Text segment:

Each selling holder’s indemnification obligations hereunder shall be several and
not joint and shall be limited to the amount of any net proceeds actually
received by such selling holder.
12
4.3 Conduct of Indemnification
Proceedings. Promptly after receipt by any person of any
notice of any loss, claim, damage or liability or any action in respect of which
indemnity may be sought pursuant to Section 4.1 or 4.2, such person (the
“Indemnified Party”) shall, if a claim in respect thereof is to be made against
any other person for indemnification hereunder, notify such other person (the
“Indemnifying
Party”) in writing of the loss, claim, judgment, damage, liability or
action; provided, however, that the failure by the Indemnified Party to notify
the Indemnifying Party shall not relieve the Indemnifying Party from any
liability which the Indemnifying Party may have to such Indemnified Party
hereunder, except and solely to the extent the Indemnifying Party is actually
prejudiced by such failure. If the Indemnified Party is seeking indemnification
with respect to any claim or action brought against the Indemnified Party, then
the Indemnifying Party shall be entitled to participate in such claim or action,
and, to the extent that it wishes, jointly with all other Indemnifying Parties,
to assume control of the defense thereof with counsel satisfactory to the
Indemnified Party. After notice from the Indemnifying Party to the Indemnified
Party of its election to assume control of the defense of such claim or action,
the Indemnifying Party shall not be liable to the Indemnified Party for any
legal or other expenses subsequently incurred by the Indemnified Party in
connection with the defense thereof other than reasonable costs of
investigation; provided, however, that in any action in which both the
Indemnified Party and the Indemnifying Party are named as defendants, the
Indemnified Party shall have the right to employ separate counsel (but no more
than one such separate counsel) to represent the Indemnified Party and its
controlling persons who may be subject to liability arising out of any claim in
respect of which indemnity may be sought by the Indemnified Party against the
Indemnifying Party, with the fees and expenses of such counsel to be paid by
such Indemnifying Party if, based upon the written opinion of counsel of such
Indemnified Party, representation of both parties by the same counsel would be
inappropriate due to actual or potential differing interests between them. No
Indemnifying Party shall, without the prior written consent of the Indemnified
Party, consent to entry of judgment or effect any settlement of any claim or
pending or threatened proceeding in respect of which the Indemnified Party is or
could have been a party and indemnity could have been sought hereunder by such
Indemnified Party, unless such judgment or settlement includes an unconditional
release of such Indemnified Party from all liability arising out of such claim
or proceeding.
13
4.4 Contribution.

Data entries:
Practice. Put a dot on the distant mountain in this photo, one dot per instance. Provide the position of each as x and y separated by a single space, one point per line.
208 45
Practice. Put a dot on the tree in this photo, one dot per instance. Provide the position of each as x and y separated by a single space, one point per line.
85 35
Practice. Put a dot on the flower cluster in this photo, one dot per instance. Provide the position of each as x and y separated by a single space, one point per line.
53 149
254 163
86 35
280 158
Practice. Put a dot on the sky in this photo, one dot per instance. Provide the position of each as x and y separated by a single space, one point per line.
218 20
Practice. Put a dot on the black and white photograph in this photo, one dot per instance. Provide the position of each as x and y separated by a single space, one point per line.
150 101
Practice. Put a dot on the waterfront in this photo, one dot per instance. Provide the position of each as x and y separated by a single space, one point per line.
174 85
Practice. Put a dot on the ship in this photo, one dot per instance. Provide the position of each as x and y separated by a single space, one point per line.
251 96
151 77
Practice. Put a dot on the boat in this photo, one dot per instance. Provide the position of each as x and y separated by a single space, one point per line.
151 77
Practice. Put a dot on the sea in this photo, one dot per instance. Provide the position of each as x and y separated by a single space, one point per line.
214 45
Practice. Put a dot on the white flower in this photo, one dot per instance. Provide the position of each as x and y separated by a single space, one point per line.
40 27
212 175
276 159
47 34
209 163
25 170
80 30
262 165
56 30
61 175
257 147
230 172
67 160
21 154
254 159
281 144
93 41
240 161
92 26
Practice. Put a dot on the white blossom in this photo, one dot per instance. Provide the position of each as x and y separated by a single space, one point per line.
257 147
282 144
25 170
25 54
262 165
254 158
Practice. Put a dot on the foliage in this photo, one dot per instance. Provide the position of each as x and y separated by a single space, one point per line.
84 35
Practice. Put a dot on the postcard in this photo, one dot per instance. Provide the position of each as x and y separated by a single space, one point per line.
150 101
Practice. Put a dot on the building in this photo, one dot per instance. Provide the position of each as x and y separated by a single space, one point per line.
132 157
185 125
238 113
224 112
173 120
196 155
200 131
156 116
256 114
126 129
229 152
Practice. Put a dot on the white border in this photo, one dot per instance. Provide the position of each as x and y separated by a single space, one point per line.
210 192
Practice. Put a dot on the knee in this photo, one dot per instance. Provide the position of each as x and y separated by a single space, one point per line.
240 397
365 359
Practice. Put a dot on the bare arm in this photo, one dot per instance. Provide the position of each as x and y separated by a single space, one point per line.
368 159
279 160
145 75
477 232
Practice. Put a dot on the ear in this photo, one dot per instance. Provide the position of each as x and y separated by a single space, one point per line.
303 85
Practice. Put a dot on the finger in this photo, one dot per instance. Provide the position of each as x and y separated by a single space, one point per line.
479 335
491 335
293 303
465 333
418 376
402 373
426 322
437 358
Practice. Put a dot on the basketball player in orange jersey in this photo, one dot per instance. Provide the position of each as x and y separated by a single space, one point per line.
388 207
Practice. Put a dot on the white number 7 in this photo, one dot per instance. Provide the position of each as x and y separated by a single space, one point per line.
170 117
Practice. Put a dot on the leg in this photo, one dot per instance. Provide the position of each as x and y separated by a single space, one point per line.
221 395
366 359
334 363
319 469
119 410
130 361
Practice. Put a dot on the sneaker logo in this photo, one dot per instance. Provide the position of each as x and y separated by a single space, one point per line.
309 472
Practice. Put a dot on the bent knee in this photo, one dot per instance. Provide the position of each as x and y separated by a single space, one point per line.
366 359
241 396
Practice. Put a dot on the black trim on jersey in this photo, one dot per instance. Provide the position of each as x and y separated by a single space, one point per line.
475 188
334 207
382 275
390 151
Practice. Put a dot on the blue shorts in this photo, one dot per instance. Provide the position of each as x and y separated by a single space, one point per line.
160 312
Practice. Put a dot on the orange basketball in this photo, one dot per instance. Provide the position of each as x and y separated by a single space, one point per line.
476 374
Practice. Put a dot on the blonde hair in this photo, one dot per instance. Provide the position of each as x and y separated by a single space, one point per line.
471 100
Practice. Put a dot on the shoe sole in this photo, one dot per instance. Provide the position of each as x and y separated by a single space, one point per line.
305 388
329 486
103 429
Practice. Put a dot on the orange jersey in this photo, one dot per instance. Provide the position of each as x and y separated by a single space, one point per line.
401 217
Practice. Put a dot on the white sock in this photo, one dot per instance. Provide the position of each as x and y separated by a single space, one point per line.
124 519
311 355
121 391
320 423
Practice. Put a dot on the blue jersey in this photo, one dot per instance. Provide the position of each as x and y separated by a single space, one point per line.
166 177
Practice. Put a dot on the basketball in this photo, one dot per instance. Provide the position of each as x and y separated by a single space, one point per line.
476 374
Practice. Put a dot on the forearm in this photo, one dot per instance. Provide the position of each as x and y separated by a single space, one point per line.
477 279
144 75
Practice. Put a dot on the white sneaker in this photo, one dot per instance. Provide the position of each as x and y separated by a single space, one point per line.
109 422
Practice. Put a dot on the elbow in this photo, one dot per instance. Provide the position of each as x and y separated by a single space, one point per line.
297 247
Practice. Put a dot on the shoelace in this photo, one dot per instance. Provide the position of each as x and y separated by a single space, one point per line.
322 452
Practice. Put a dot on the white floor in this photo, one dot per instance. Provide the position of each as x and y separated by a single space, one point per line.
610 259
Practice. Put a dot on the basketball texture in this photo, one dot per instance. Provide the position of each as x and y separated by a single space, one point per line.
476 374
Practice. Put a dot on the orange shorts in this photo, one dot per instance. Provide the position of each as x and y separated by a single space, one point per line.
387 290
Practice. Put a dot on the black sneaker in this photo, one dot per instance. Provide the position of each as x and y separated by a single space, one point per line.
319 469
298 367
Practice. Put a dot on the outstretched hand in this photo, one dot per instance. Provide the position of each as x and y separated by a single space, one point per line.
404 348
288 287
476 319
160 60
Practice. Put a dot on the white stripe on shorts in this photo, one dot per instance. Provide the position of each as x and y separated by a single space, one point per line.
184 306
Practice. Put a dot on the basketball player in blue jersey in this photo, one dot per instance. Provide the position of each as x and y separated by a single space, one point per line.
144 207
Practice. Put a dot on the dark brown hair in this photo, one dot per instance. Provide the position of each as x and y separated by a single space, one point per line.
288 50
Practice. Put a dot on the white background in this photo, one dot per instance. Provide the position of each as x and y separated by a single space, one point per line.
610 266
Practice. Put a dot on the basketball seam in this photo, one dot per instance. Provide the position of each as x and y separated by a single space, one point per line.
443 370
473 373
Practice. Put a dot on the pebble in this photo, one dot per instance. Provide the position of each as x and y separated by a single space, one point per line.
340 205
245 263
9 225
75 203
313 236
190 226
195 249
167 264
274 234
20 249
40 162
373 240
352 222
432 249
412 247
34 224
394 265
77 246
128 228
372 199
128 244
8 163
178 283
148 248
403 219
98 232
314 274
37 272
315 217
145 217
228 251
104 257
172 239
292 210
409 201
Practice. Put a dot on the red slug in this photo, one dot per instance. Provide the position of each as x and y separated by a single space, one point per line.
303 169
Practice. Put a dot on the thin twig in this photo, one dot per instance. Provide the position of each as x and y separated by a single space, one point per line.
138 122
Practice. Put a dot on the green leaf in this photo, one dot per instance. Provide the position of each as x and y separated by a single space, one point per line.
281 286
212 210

What this exercise asks:
(1) Repeat the indemnification clause from the words "Each selling holder’s" through the words "such selling holder.", switching "net proceeds" to "gross proceeds".
(2) Answer these questions about the indemnification clause:
(a) To what amount are each selling holder's indemnification obligations limited?
(b) In an action naming both the Indemnified Party and the Indemnifying Party as defendants, how many separate counsel may the Indemnified Party employ at most?
(c) Without the Indemnified Party's prior written consent, what must a judgment or settlement include before the Indemnifying Party may consent to or effect it?

Responses for each task:
(1)
Each selling holder’s indemnification obligations hereunder shall be several and
not joint and shall be limited to the amount of any gross proceeds actually
received by such selling holder.

(2)
(a) They are limited to the amount of any net proceeds actually received by that selling holder.
(b) No more than one.
(c) It must include an unconditional release of the Indemnified Party from all liability arising out of the claim or proceeding.